WHAT IS REQUIRED >>
What is needed is an exact repeat of the lines from the line containing "Task: tag the wood plank" through the final line of the entries below, and nothing else.

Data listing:
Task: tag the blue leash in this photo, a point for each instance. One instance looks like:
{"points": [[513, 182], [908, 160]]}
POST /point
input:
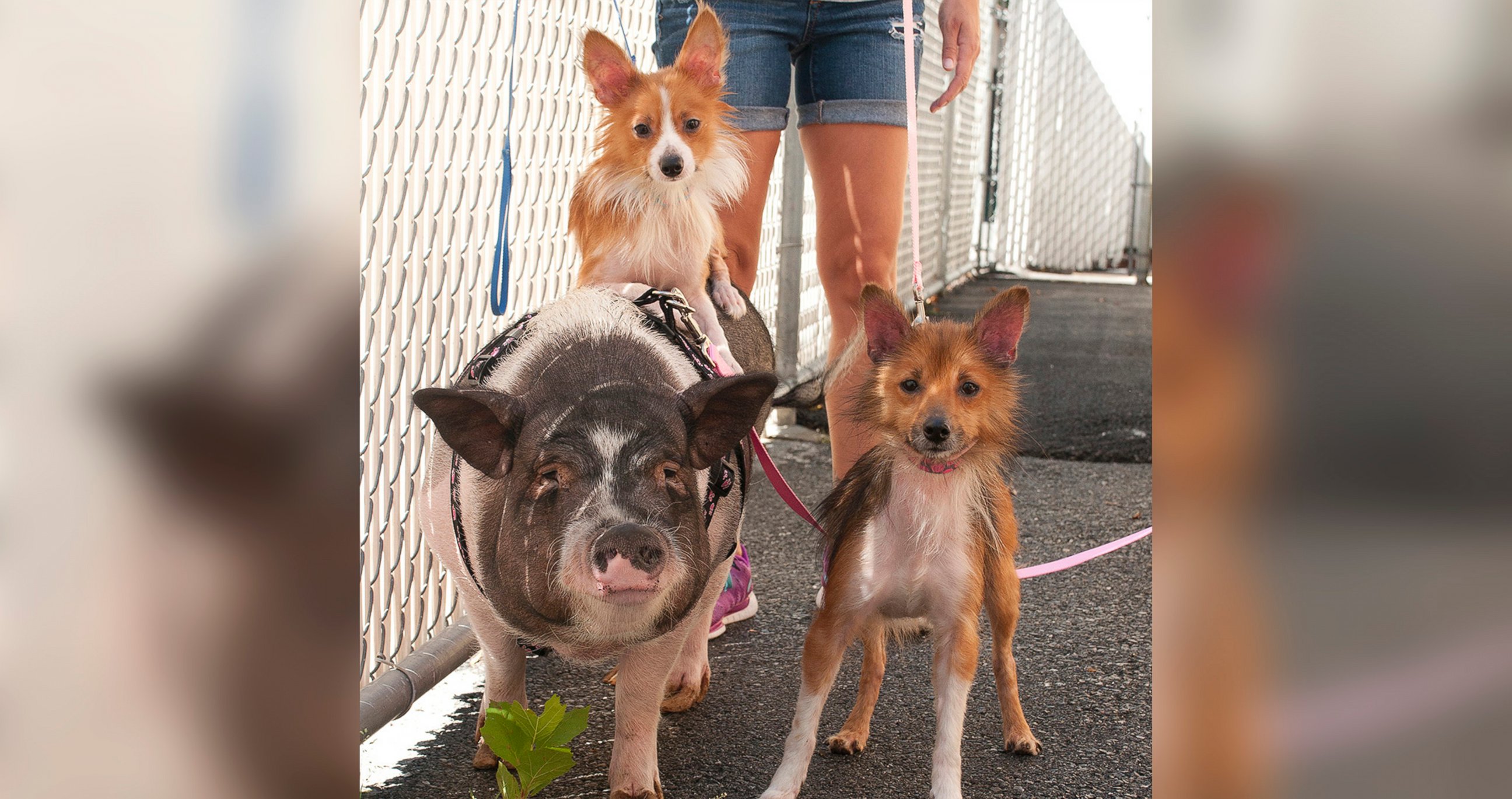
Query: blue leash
{"points": [[499, 283]]}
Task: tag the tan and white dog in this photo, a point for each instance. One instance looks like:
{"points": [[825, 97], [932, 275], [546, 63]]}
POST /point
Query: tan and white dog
{"points": [[921, 529], [646, 211]]}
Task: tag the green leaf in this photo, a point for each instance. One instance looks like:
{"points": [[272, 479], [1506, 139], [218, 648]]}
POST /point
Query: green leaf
{"points": [[504, 733], [572, 726], [551, 716], [542, 766], [507, 786]]}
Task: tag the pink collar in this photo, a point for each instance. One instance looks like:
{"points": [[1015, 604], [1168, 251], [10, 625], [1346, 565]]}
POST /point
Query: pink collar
{"points": [[938, 467]]}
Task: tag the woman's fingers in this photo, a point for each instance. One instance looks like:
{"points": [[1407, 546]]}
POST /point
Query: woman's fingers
{"points": [[962, 44], [951, 31]]}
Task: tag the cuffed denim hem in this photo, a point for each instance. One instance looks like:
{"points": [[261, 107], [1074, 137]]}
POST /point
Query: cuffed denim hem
{"points": [[873, 112], [761, 118]]}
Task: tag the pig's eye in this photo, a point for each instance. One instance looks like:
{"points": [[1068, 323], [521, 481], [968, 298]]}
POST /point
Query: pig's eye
{"points": [[547, 481], [668, 473]]}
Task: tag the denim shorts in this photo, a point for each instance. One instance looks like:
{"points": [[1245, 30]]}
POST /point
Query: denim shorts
{"points": [[844, 59]]}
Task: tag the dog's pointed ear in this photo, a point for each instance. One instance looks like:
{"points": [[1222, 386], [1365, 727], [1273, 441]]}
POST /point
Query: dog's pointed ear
{"points": [[884, 321], [720, 411], [480, 423], [1002, 321], [704, 50], [610, 70]]}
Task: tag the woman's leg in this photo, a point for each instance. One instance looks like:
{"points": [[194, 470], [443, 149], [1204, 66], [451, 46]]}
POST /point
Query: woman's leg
{"points": [[743, 218], [858, 174]]}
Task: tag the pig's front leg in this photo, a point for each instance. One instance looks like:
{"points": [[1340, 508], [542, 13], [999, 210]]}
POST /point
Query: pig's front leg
{"points": [[504, 671], [637, 709], [688, 682]]}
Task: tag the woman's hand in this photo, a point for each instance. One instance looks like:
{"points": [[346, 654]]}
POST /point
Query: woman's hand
{"points": [[961, 23]]}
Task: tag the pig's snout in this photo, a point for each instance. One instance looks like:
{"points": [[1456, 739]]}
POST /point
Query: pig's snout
{"points": [[626, 562]]}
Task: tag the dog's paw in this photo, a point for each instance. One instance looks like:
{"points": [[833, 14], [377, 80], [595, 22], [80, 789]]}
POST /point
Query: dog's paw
{"points": [[484, 757], [728, 300], [639, 793], [849, 742], [685, 691], [1021, 744]]}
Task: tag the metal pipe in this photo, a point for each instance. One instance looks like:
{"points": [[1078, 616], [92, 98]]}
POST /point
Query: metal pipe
{"points": [[395, 691], [790, 259]]}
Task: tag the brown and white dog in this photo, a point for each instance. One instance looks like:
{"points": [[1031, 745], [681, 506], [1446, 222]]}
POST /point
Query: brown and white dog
{"points": [[646, 211], [921, 529]]}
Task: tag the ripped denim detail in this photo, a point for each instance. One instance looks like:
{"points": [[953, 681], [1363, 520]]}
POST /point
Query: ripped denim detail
{"points": [[897, 27]]}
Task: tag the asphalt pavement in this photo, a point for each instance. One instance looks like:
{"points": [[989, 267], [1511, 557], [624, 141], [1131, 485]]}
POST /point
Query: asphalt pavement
{"points": [[1083, 642]]}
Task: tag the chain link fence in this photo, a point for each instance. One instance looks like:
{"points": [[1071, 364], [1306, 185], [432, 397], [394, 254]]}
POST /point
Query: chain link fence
{"points": [[1066, 182], [435, 101]]}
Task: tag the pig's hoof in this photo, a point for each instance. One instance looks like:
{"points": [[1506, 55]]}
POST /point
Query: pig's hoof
{"points": [[688, 694], [849, 742], [1021, 744], [639, 793], [484, 757]]}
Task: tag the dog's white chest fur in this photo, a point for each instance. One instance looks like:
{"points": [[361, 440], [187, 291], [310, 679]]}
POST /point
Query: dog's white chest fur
{"points": [[918, 550], [668, 244]]}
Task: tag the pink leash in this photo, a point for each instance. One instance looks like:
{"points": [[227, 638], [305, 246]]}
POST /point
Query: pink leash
{"points": [[1083, 556], [911, 82]]}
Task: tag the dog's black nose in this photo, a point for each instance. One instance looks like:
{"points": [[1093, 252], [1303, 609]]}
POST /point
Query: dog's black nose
{"points": [[635, 543]]}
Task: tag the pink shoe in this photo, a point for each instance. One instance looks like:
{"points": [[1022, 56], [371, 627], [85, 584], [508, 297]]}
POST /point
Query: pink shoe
{"points": [[737, 602]]}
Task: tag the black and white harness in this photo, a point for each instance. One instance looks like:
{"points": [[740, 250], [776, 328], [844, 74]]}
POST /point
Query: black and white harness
{"points": [[673, 310]]}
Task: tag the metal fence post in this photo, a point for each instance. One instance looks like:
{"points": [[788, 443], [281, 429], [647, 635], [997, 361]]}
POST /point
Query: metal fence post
{"points": [[790, 263]]}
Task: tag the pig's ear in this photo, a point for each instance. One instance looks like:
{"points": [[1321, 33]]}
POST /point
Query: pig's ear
{"points": [[720, 411], [1002, 321], [480, 423], [884, 321], [610, 70]]}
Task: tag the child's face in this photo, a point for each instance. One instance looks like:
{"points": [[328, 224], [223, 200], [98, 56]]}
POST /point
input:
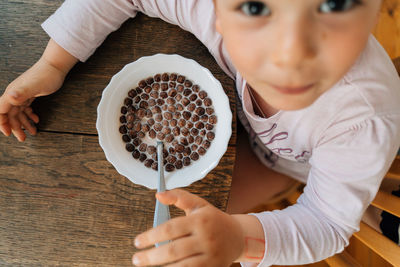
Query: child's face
{"points": [[292, 51]]}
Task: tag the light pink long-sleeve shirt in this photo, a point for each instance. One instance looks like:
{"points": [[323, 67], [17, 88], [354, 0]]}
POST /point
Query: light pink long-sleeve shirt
{"points": [[341, 146]]}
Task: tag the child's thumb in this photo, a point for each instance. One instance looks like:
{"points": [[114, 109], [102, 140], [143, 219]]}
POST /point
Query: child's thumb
{"points": [[19, 96]]}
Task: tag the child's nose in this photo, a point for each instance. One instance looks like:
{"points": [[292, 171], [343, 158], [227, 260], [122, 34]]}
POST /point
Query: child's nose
{"points": [[294, 46]]}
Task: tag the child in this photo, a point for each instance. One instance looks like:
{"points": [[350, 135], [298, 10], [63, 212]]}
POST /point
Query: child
{"points": [[318, 97]]}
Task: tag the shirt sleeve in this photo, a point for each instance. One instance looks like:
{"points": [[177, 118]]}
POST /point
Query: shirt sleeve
{"points": [[81, 26], [346, 172]]}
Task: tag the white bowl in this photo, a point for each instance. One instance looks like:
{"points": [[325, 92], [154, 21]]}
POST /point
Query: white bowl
{"points": [[108, 113]]}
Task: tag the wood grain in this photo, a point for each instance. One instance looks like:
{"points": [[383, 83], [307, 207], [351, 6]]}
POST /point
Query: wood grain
{"points": [[61, 202], [387, 30]]}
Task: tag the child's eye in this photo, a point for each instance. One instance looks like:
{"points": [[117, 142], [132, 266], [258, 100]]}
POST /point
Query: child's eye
{"points": [[254, 8], [337, 5]]}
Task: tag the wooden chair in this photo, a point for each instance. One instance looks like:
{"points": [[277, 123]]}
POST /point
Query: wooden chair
{"points": [[375, 243], [367, 247]]}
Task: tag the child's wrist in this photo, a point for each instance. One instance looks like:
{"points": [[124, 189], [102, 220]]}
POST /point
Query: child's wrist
{"points": [[58, 58], [252, 240]]}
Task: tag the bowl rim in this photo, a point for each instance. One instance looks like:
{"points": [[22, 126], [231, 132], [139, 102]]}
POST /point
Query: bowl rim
{"points": [[115, 84]]}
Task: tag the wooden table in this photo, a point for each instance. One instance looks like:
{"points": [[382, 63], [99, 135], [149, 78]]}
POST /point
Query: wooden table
{"points": [[61, 202]]}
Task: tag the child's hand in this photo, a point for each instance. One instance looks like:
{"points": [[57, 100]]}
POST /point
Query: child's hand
{"points": [[206, 236], [15, 111]]}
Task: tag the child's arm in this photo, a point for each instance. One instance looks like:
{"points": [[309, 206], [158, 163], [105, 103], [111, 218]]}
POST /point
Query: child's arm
{"points": [[43, 78], [206, 236]]}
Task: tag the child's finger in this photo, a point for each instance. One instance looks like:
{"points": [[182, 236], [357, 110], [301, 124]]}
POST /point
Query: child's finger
{"points": [[26, 123], [16, 125], [174, 251], [182, 199], [170, 230], [5, 105], [196, 260], [29, 112], [4, 125]]}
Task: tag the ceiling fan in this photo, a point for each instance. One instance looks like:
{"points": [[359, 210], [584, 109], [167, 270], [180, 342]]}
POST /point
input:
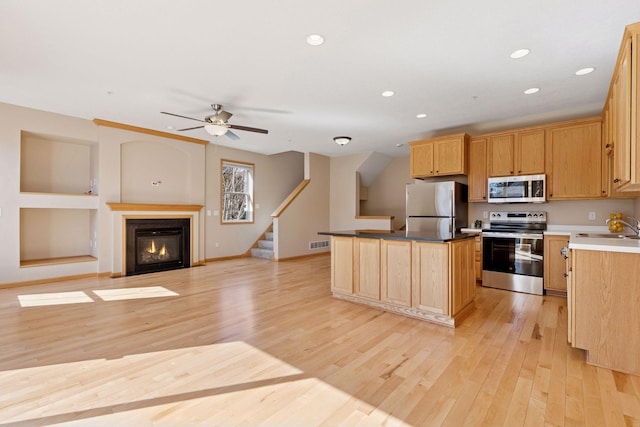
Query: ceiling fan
{"points": [[217, 123]]}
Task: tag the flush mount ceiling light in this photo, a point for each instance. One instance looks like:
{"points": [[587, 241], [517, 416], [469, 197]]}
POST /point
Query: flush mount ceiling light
{"points": [[520, 53], [315, 39], [215, 130], [584, 71], [342, 140]]}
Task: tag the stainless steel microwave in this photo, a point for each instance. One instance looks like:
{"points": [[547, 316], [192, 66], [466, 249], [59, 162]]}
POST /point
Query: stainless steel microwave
{"points": [[517, 189]]}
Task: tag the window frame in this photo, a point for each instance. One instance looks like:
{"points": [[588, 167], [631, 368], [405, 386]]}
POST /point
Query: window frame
{"points": [[250, 193]]}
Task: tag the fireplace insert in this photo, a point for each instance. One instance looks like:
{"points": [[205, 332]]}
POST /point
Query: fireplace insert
{"points": [[157, 244]]}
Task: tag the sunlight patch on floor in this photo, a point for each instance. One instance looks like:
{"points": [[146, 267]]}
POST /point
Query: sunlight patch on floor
{"points": [[57, 298], [229, 383], [134, 293]]}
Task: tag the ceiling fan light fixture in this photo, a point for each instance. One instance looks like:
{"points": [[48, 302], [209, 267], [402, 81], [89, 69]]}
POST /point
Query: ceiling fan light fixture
{"points": [[342, 140], [215, 130]]}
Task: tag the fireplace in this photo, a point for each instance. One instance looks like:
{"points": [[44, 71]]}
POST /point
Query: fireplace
{"points": [[157, 244]]}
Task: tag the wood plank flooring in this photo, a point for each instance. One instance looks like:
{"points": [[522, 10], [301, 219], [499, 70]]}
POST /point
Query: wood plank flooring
{"points": [[252, 342]]}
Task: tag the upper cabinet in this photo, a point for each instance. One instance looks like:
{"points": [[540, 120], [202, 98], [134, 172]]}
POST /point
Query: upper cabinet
{"points": [[478, 169], [622, 114], [517, 153], [439, 156], [574, 160]]}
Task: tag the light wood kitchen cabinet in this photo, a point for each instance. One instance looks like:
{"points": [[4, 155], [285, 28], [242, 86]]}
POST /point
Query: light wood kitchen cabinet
{"points": [[623, 106], [439, 156], [342, 265], [555, 281], [478, 257], [518, 153], [431, 277], [478, 170], [367, 268], [395, 272], [574, 160], [604, 315], [462, 274]]}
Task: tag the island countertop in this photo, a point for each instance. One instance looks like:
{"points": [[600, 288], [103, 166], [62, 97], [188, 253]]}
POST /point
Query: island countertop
{"points": [[420, 236]]}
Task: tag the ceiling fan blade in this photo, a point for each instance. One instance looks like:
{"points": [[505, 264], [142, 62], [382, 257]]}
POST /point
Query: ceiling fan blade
{"points": [[196, 127], [224, 116], [184, 117], [232, 135], [247, 128]]}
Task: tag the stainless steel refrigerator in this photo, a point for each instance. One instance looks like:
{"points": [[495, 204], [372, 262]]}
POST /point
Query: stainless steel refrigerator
{"points": [[438, 207]]}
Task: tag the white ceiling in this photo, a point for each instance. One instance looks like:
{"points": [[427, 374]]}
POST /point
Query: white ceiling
{"points": [[125, 61]]}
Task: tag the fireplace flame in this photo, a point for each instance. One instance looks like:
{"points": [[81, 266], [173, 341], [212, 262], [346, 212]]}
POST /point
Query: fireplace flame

OUTPUT BELOW >>
Task: tag the wood plank flooring in this photo, a point for each instance. One instance looks like:
{"points": [[522, 10], [301, 219], [499, 70]]}
POST /point
Query: wood plank flooring
{"points": [[252, 342]]}
Task: tag the upper cabinet in this photo, a point for each instance. One instance looks like:
{"points": [[540, 120], [202, 98], [134, 172]]}
POST /point
Query: upper cabinet
{"points": [[478, 169], [622, 114], [517, 153], [439, 156], [574, 160]]}
Task: tag the light wood kitchen cabinet in this photo, a point for each instance. One instance looks like:
{"points": [[4, 155], [285, 28], [242, 86]]}
POST /point
Query: light wood kitchen cabinet
{"points": [[623, 106], [439, 156], [342, 265], [555, 281], [478, 257], [518, 153], [431, 277], [478, 170], [367, 268], [395, 272], [574, 160], [604, 315], [462, 274]]}
Task: tag the island countertop in this photo, a point for each instance. One instance looks like:
{"points": [[600, 288], [103, 166], [62, 97], [188, 253]]}
POST /point
Query: island countertop
{"points": [[420, 236]]}
Task: tag the ceiling fan blade in this photo, a point for each instance. One instance looks like:
{"points": [[505, 264], [142, 62], [382, 257]]}
POST /point
Query: ceiling fan blade
{"points": [[196, 127], [224, 116], [184, 117], [232, 135], [247, 128]]}
Task: tag the stainless steel refrigerator in this photo, a point for each instance. One instance looks like:
{"points": [[495, 204], [372, 262]]}
POST /point
Query: stainless steel refrigerator
{"points": [[438, 207]]}
Task: tag the white ceiling in this photo, a point for each instance. One instance looks like:
{"points": [[427, 374]]}
POST /point
Query: white ceiling
{"points": [[125, 61]]}
Task: tag the fireplace flame in this photo, a point for each instance. One instance looks like:
{"points": [[81, 266], [173, 341], [212, 262], [346, 212]]}
POST /point
Query: fireplace flame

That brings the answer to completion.